■ RECORD LIST
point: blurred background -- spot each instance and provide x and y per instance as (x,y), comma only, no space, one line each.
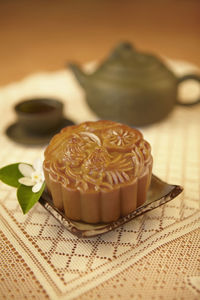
(42,35)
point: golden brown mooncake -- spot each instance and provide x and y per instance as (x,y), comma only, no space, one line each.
(98,171)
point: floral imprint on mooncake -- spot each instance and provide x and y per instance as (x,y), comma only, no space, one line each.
(97,157)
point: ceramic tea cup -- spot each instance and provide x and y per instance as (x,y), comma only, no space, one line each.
(39,115)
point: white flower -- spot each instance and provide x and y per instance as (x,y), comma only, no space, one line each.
(33,176)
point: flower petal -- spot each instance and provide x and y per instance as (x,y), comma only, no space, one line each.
(38,163)
(26,170)
(26,181)
(37,187)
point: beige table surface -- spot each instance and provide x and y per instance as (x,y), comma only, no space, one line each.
(155,256)
(39,35)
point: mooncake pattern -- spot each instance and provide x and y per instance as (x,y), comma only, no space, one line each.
(96,157)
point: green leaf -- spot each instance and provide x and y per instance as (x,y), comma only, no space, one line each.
(27,198)
(10,175)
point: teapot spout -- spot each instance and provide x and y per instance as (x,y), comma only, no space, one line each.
(79,74)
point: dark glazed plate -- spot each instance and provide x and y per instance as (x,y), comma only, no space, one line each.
(159,193)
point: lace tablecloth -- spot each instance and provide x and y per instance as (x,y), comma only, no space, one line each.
(154,256)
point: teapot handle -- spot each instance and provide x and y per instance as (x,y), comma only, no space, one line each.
(184,78)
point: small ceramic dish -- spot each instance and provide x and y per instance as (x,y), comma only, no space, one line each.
(159,193)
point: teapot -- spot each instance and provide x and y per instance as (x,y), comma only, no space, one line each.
(131,87)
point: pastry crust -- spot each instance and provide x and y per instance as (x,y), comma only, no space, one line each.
(98,171)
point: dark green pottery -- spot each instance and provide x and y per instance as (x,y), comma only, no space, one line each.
(131,87)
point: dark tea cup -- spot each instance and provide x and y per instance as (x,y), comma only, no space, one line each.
(39,115)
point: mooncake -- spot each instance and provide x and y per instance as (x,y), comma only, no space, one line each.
(97,172)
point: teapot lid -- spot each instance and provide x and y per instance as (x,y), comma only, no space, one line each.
(127,64)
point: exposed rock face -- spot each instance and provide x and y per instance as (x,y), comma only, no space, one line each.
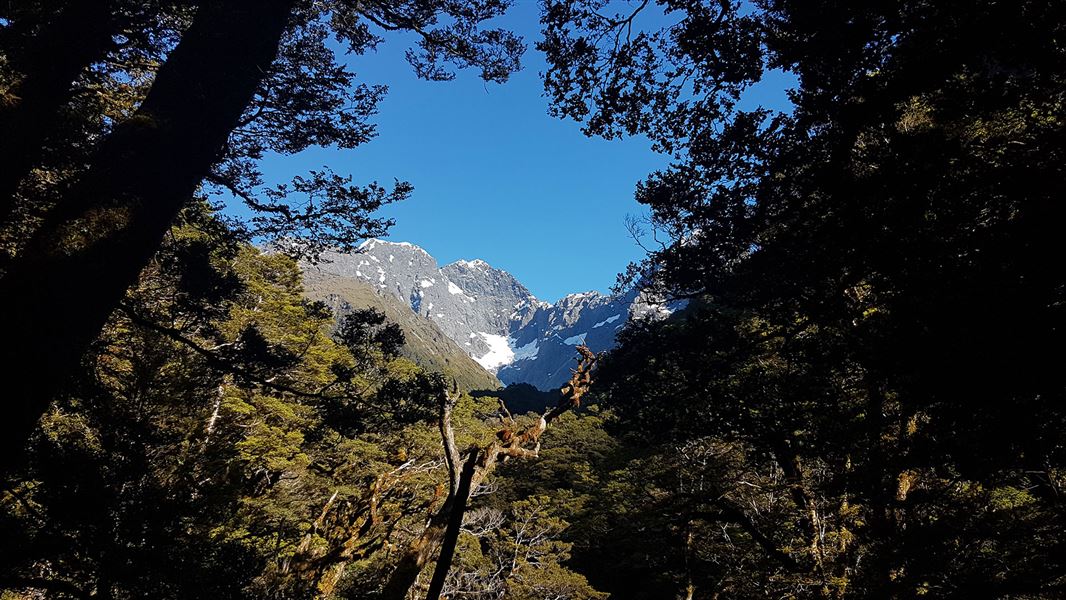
(489,313)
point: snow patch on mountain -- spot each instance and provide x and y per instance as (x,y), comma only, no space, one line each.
(499,352)
(490,314)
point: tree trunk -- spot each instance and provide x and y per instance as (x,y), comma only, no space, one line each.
(73,274)
(509,444)
(452,533)
(80,35)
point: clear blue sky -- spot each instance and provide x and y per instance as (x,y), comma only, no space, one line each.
(495,177)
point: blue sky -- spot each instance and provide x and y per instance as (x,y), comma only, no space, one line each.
(495,177)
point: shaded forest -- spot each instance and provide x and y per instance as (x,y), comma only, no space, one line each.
(862,399)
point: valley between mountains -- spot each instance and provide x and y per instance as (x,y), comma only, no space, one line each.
(473,321)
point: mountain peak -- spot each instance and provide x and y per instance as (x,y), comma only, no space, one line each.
(488,312)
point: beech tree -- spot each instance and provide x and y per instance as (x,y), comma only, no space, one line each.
(107,226)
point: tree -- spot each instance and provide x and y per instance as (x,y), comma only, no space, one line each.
(466,474)
(219,441)
(108,226)
(873,308)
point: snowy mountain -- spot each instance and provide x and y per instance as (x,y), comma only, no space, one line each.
(489,313)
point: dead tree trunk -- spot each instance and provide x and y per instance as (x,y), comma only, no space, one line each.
(509,443)
(97,241)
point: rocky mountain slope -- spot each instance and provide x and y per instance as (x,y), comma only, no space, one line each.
(426,344)
(487,312)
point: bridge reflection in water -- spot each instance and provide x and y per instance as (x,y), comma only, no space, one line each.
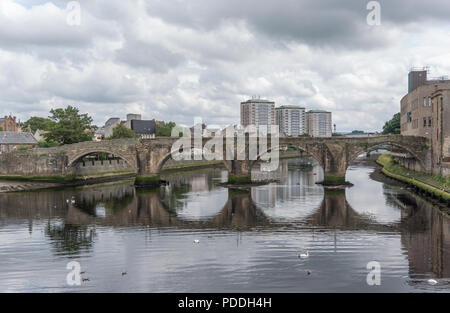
(73,215)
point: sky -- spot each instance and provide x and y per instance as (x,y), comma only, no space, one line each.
(175,60)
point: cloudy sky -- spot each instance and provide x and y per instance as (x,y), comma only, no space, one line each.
(177,59)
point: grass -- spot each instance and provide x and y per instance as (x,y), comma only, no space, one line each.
(190,165)
(436,185)
(48,179)
(105,174)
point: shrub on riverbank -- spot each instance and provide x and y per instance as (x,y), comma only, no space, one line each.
(429,183)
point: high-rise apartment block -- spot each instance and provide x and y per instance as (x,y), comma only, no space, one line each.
(291,120)
(319,123)
(257,112)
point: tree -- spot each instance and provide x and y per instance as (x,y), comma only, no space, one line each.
(392,126)
(164,129)
(68,126)
(36,123)
(121,131)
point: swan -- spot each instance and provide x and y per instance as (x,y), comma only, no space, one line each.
(303,255)
(432,282)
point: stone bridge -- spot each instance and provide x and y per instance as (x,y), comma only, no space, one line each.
(148,156)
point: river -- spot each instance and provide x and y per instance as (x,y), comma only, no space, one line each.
(129,240)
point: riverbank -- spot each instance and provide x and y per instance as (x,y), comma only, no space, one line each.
(431,186)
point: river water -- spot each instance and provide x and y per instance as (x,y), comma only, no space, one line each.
(129,240)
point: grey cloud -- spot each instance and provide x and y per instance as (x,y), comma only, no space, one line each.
(321,23)
(149,55)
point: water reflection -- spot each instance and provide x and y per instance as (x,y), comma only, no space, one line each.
(76,221)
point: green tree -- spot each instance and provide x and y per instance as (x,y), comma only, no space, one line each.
(121,131)
(392,126)
(69,126)
(36,123)
(164,129)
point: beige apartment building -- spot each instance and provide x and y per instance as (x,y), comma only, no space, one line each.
(416,106)
(319,123)
(257,112)
(291,120)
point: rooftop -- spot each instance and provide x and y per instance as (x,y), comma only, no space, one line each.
(143,127)
(257,100)
(290,107)
(318,111)
(17,138)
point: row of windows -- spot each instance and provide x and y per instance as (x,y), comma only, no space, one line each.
(427,121)
(427,101)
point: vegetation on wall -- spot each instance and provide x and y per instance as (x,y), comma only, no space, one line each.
(36,123)
(164,129)
(69,126)
(392,126)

■ WHAT THE TASK ASKS
Pictures stay out; repeat all the rest of the records exactly.

■ EXERCISE RESPONSE
point: blurred background -- spot each instance and provide x and y per instance as (x,y), comma only, no space, one line each.
(42,35)
point: golden brown mooncake -- spot each instance and provide x and y per instance as (x,y), comma only, no space, one line each.
(98,171)
point: floral imprint on mooncake -- spot each instance and provide x and y per instance as (x,y), comma only, no space, one line each.
(97,157)
point: ceramic tea cup -- spot each instance and provide x and y per instance as (x,y), comma only, no space, one line each.
(39,115)
point: white flower -- spot each instance and provide x and y per instance as (x,y), comma only, no space, one line each.
(33,176)
point: flower petal -- spot each instance and provide x and y per instance as (x,y), comma only, no space, one line each.
(38,163)
(26,170)
(26,181)
(37,187)
point: beige table surface -- spot each instance and provide x and y per instance as (x,y), comma only, no space, one line each.
(155,256)
(39,35)
point: mooncake pattern -- spot each instance and provide x and y per instance as (x,y), comma only, no space, one line each.
(96,157)
point: green leaf -- spot each instance and provide x and y per instance as (x,y), comma only, no space, one line each.
(27,198)
(10,175)
point: teapot spout -- spot each instance and provide x and y per instance as (x,y), comma only, no space, one line each.
(79,74)
point: dark glazed plate -- spot each instance and provide x and y per instance as (x,y), comma only, no space, one line each.
(159,193)
point: lace tablecloth -- spot each instance and provide x and y per instance as (x,y), comma only, no space, one line each.
(154,256)
point: teapot handle -- spot each instance and provide x and y per instance as (x,y), comma only, no space, one line each.
(184,78)
point: small ceramic dish -- spot each instance and provide x and y per instance as (x,y), comma only, no space, one line each.
(159,193)
point: teapot -- spot each instance and provide x and y per instance as (x,y), comma only, no space, one line each.
(131,87)
point: pastry crust -- spot each instance and provide x and y per instance as (x,y), comma only, no space, one line each.
(98,171)
point: dark green pottery -- spot each instance and provide x and y per instance as (x,y), comma only, no space, one line each.
(131,87)
point: dark tea cup -- spot each instance and provide x and y per instance as (x,y), comma only, no space, one line each.
(39,115)
point: mooncake -- spot each instance and provide x and y per instance as (x,y), comma only, no space, one line each.
(97,172)
point: teapot lid -- spot each instance and provide x and y per instance as (x,y), comma only, no space, one line each.
(127,64)
point: exposed rock face -- spot each instance and provide x and y per instance as (x,y), comma only, no space, one line each.
(489,313)
point: snow patch on mountain -- spot each instance and provide x and y per instance as (x,y), comma only, no space, one line each.
(499,352)
(490,314)
point: tree trunk -- spot each instance and provide x and y per instance as (x,y), comma only, no space, one line each.
(73,274)
(509,444)
(452,533)
(80,35)
point: clear blue sky -- spot each instance and provide x and y per instance as (x,y), comma only, no space, one line each.
(495,177)
point: blue sky -- spot each instance and provide x and y per instance as (x,y), comma only, no space, one line each.
(495,177)
point: shaded forest -- spot each instance and provide x and y per instance as (x,y), comma only, no space, one line each.
(862,399)
point: valley between mountains -- spot each instance and provide x and y per instance as (x,y), comma only, no space, one line each.
(473,321)
point: mountain peak -- spot each instance and provide x and y per instance as (x,y), comma only, no space, one line each.
(488,312)
point: beech tree -- spot each instance and provide x and y per instance as (x,y), comma only, no space, one line each.
(107,226)
point: tree -- spot each instance and provide x and y per instance as (x,y), comma only, no space, one line each.
(466,474)
(219,441)
(108,226)
(873,308)
point: snowy mountain -- spot each instance and provide x and y per instance as (x,y), comma only, no space, one line each.
(489,313)
point: dead tree trunk -- spot each instance and provide x and y per instance as (x,y), comma only, no space, one line each.
(509,443)
(97,241)
point: rocky mountain slope -- spot each instance and provide x and y per instance as (x,y), comma only, no space, one line each.
(426,344)
(487,312)
point: bridge reflection in water -- spot each instance and provide x and y per instance as (x,y), comma only, no space, one line each.
(73,215)
point: sky -- spot each instance and provide x and y per instance as (x,y), comma only, no space, one line each.
(175,60)
point: cloudy sky -- spot each instance and provide x and y per instance as (x,y), comma only, no space, one line each.
(177,59)
point: grass -- spot each instance and provide x and y per instance as (x,y), comma only, no space, one line each.
(190,165)
(436,185)
(48,179)
(105,174)
point: shrub on riverbank -- spot each instance and provide x and y per instance as (x,y), comma only, no space, one line each.
(429,183)
point: high-rise apartment block -- spot each instance and provide x and y per instance as (x,y), comma only, no space, one line each.
(291,120)
(319,123)
(257,112)
point: tree -- spot each instance and provide x and y per instance as (x,y), comma only, no space, one line each.
(392,126)
(164,129)
(68,126)
(36,123)
(121,131)
point: swan -- spot each instance and provide x and y per instance as (x,y), comma only, no space, one line each.
(303,255)
(432,282)
point: stone bridge -- spot each instance and provide x and y per instance as (x,y), comma only, no space, one line each.
(148,156)
point: river -- spot each instance and provide x and y per instance as (x,y), comma only, no space, one line each.
(129,240)
point: riverbank -- spot each instance and provide x and y per instance as (x,y), comma only, no space, one line each.
(431,186)
point: river water -- spot each instance and provide x and y per instance as (x,y), comma only, no space, one line each.
(129,240)
point: grey cloud -- spot each instance and provide x and y per instance as (x,y), comma only, no space, one line each.
(321,23)
(149,55)
point: water reflection -- spot each instance and provide x and y per instance as (x,y), comma only, no space, one line each.
(76,221)
point: green tree -- spot each instance and provide x and y per instance as (x,y), comma only, no space, one line each.
(121,131)
(392,126)
(69,126)
(36,123)
(164,129)
point: beige apartment building -- spot each instance and provide x and y per instance as (x,y), comma only, no space, one line each.
(416,106)
(319,123)
(257,112)
(291,120)
point: rooftop -- spot each instance and provide x and y per instance as (x,y), comma only, no space, one line each.
(143,127)
(257,100)
(290,107)
(318,111)
(17,138)
point: row of windows -- spot each instance and provide x and y per instance as (x,y), comma only, no space, one line each.
(427,121)
(427,101)
point: vegetation on wall -- spot each instance and provide x and y per instance as (x,y), comma only, no space, one line each.
(36,123)
(164,129)
(69,126)
(392,126)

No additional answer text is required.